Set down each record that follows exactly. Drop the images.

[[ Stored data, beginning ]]

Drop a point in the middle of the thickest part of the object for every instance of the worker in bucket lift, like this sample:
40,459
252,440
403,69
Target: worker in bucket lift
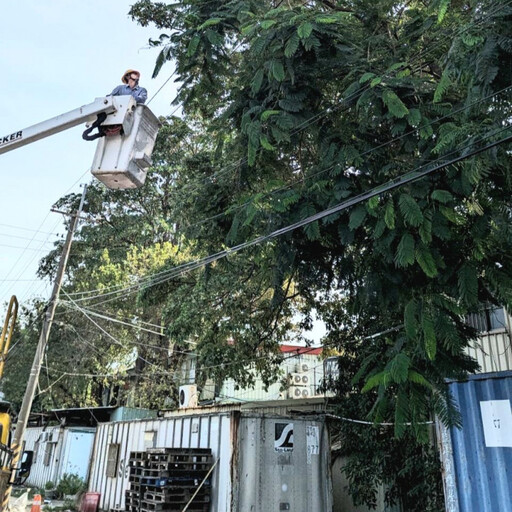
131,86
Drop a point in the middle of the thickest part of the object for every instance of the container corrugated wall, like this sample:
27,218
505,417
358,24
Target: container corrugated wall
208,431
46,443
263,461
283,464
493,351
478,457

[[ Stored data, end ]]

Answer space →
Drop a point in the middle of the thickest part of the object for every instance of the worker in bucket lift, like this sample:
40,459
252,440
403,69
Target: worker in bucket lift
131,86
Drop a point in the middle of the thickest part of the object for every instance of the container corrugated wall, like this sample:
27,218
505,417
358,24
Target: container corrugated wall
208,431
46,443
263,461
283,464
493,351
478,457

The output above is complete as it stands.